Photo-based referring expression data
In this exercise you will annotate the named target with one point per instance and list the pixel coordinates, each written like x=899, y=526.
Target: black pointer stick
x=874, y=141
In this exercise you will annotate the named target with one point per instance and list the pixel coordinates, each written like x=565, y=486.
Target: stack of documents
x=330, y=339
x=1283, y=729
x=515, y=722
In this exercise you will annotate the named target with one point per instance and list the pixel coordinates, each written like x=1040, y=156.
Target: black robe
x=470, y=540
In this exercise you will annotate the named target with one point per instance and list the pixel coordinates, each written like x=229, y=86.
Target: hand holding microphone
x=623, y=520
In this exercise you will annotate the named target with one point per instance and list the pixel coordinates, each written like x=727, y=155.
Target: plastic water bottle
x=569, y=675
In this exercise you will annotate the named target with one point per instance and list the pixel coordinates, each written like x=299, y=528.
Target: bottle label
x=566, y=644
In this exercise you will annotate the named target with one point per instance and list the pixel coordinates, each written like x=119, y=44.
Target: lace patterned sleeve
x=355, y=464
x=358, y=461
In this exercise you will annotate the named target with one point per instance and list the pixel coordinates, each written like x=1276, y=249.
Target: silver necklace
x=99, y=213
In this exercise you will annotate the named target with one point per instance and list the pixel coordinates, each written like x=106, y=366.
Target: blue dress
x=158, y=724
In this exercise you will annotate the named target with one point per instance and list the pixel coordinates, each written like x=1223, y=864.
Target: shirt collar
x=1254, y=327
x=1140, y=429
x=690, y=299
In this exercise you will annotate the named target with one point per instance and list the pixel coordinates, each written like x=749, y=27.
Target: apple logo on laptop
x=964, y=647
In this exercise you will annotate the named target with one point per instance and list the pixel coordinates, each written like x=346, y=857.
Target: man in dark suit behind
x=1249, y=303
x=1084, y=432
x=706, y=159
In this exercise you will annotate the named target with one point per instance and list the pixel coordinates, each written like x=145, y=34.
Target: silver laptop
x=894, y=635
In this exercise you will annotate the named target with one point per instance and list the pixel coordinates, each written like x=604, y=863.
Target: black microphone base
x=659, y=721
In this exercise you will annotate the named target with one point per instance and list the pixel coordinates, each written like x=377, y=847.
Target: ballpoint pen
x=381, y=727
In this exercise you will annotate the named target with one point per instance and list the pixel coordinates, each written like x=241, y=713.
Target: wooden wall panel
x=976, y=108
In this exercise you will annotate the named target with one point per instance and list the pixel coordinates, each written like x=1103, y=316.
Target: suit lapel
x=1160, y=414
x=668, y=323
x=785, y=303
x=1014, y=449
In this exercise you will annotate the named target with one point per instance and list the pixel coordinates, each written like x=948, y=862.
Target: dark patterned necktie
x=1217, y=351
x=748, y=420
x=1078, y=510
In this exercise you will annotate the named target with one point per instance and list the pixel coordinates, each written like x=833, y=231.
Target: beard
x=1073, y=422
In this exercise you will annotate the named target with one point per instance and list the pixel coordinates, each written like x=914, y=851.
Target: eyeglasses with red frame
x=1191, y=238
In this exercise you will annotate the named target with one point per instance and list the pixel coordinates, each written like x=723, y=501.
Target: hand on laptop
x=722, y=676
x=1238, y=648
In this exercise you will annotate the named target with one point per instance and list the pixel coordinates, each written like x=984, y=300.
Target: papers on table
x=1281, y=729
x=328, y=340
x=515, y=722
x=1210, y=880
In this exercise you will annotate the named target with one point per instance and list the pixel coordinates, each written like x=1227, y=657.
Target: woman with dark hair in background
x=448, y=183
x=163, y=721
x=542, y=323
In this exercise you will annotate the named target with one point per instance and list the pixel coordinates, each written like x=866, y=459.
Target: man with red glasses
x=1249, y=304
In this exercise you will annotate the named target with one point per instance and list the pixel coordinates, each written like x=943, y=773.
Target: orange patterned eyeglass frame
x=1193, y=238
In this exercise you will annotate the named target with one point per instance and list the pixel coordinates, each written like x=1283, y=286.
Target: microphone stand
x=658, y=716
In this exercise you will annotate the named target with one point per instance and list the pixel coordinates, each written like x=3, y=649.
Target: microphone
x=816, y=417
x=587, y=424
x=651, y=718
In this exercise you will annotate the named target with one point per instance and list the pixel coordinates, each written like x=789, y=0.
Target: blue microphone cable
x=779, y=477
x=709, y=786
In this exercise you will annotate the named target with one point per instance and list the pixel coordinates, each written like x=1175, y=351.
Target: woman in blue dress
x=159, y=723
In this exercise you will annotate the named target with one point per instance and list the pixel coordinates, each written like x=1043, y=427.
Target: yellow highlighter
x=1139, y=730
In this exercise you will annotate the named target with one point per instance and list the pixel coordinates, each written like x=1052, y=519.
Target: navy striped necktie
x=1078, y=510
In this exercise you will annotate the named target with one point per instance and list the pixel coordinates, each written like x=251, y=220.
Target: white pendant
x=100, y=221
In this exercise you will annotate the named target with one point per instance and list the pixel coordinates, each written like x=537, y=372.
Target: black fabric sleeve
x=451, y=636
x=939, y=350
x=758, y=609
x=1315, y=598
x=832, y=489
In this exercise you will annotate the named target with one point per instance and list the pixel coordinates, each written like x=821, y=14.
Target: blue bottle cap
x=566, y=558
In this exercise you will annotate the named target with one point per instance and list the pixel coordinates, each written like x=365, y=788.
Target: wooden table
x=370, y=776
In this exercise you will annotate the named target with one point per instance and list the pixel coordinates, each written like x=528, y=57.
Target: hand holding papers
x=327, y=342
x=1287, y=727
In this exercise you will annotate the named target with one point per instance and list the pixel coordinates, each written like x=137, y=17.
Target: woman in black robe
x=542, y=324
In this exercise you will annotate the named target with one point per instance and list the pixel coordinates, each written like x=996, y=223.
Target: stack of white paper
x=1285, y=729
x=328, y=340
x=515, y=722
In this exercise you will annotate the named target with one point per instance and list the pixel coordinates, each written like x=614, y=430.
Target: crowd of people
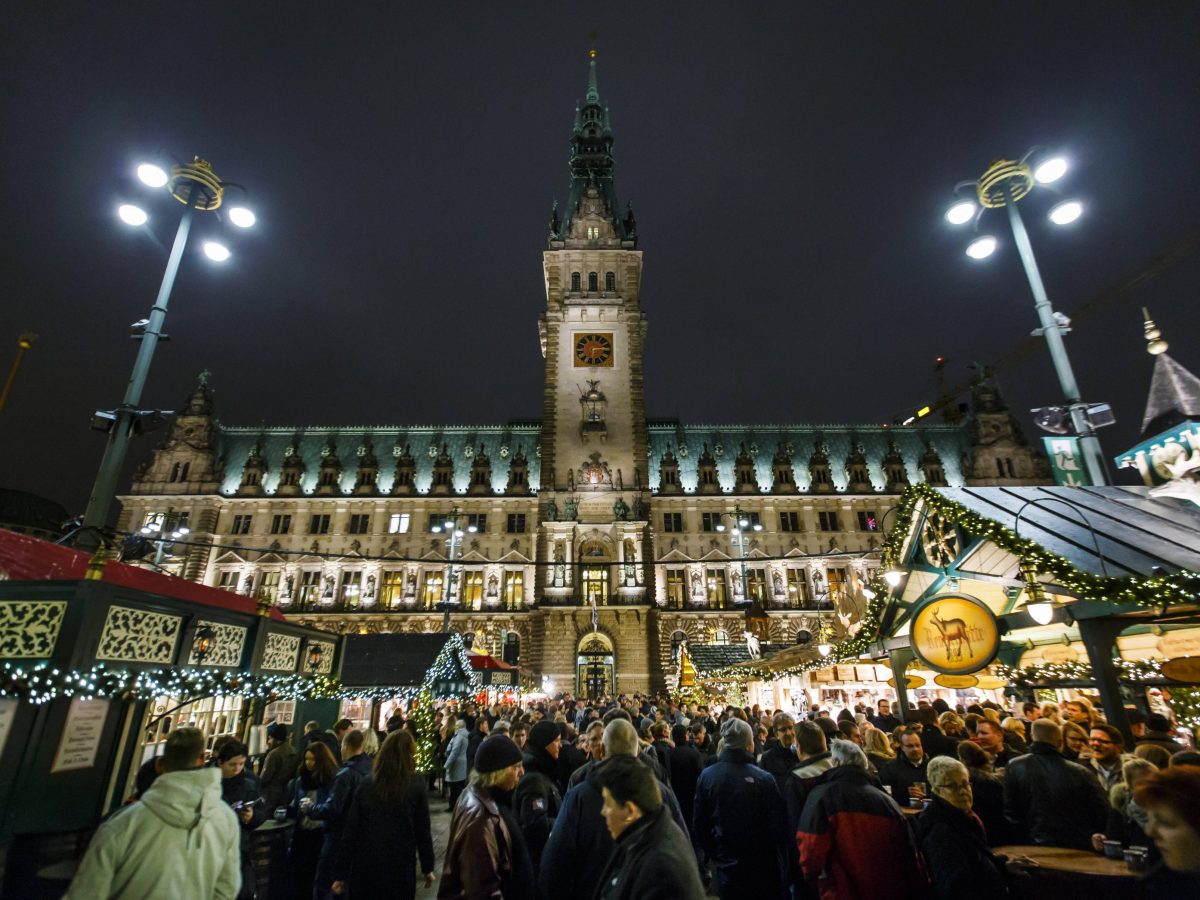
x=640, y=797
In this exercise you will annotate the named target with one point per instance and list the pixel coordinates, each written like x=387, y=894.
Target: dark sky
x=789, y=165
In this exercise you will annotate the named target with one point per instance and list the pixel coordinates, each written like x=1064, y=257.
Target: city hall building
x=587, y=545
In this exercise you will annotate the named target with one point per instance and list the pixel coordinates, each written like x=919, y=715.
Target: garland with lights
x=42, y=683
x=1157, y=591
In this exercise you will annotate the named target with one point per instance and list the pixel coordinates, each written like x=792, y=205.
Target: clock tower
x=593, y=331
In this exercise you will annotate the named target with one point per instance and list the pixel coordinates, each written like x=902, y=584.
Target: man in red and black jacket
x=853, y=840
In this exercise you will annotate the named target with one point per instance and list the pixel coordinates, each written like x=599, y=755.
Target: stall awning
x=25, y=558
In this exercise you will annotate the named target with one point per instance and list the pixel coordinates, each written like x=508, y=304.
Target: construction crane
x=947, y=397
x=23, y=343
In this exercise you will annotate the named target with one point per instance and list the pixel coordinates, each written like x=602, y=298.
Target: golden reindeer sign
x=954, y=634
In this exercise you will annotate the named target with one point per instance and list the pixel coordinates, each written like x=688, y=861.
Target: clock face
x=593, y=349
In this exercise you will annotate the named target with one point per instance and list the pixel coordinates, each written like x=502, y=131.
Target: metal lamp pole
x=197, y=187
x=1005, y=184
x=451, y=523
x=1090, y=444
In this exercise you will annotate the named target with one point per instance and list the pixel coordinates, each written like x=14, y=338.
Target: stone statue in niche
x=559, y=565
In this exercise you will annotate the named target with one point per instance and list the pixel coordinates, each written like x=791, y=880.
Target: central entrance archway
x=594, y=669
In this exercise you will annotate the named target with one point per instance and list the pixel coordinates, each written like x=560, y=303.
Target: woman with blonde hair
x=877, y=748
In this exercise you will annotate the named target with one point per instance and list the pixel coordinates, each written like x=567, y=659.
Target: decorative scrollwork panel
x=30, y=628
x=138, y=636
x=281, y=652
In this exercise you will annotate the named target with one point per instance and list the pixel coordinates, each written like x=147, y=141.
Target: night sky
x=789, y=165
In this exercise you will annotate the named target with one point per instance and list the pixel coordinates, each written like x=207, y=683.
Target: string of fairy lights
x=450, y=677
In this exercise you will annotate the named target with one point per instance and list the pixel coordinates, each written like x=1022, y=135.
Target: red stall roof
x=24, y=558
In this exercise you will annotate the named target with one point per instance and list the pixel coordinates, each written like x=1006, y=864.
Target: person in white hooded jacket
x=180, y=840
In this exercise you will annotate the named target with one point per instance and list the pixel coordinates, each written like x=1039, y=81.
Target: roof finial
x=1155, y=342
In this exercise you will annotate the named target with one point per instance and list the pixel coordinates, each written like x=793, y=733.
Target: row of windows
x=827, y=521
x=610, y=282
x=360, y=523
x=315, y=591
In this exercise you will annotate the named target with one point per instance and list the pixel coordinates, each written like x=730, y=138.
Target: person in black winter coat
x=652, y=858
x=388, y=828
x=580, y=845
x=739, y=822
x=779, y=759
x=954, y=841
x=312, y=731
x=538, y=799
x=334, y=810
x=687, y=763
x=240, y=790
x=477, y=737
x=1050, y=801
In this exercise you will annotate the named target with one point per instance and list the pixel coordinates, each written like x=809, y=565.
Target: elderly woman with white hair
x=953, y=839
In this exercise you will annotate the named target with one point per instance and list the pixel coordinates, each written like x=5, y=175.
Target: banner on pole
x=1067, y=461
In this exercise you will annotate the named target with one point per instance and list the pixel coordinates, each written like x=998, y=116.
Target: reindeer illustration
x=953, y=630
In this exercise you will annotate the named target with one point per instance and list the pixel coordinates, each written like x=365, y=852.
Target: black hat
x=497, y=753
x=1157, y=721
x=543, y=735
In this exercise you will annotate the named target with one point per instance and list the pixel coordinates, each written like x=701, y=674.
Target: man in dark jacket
x=853, y=839
x=579, y=845
x=334, y=810
x=538, y=799
x=739, y=822
x=652, y=859
x=279, y=767
x=475, y=738
x=687, y=763
x=933, y=738
x=906, y=773
x=240, y=790
x=1050, y=801
x=779, y=759
x=885, y=720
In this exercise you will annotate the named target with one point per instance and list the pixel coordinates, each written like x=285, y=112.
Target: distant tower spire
x=1155, y=342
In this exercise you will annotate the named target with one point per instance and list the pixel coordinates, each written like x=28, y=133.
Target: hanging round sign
x=911, y=682
x=957, y=681
x=1183, y=669
x=954, y=634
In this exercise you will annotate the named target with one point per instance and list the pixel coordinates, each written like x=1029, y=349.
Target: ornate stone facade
x=593, y=540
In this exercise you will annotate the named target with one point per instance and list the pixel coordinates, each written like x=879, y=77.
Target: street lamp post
x=198, y=189
x=1005, y=184
x=742, y=521
x=451, y=526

▶ [TASK DESCRIPTION]: Above are records; repeat only the lines starting at the line with "like x=1283, y=286." and ending at the line with "like x=3, y=649.", exactly as they appear, both included.

▶ [SOLUTION FOR THIS PROBLEM]:
In this exercise you will annotate the named target with one point per instance and list the pixel coordinates, each written like x=1283, y=286.
Target: microphone stand
x=658, y=716
In this exercise you will annotate the named target with one point per instance and list the pixel coordinates, each written like x=3, y=649.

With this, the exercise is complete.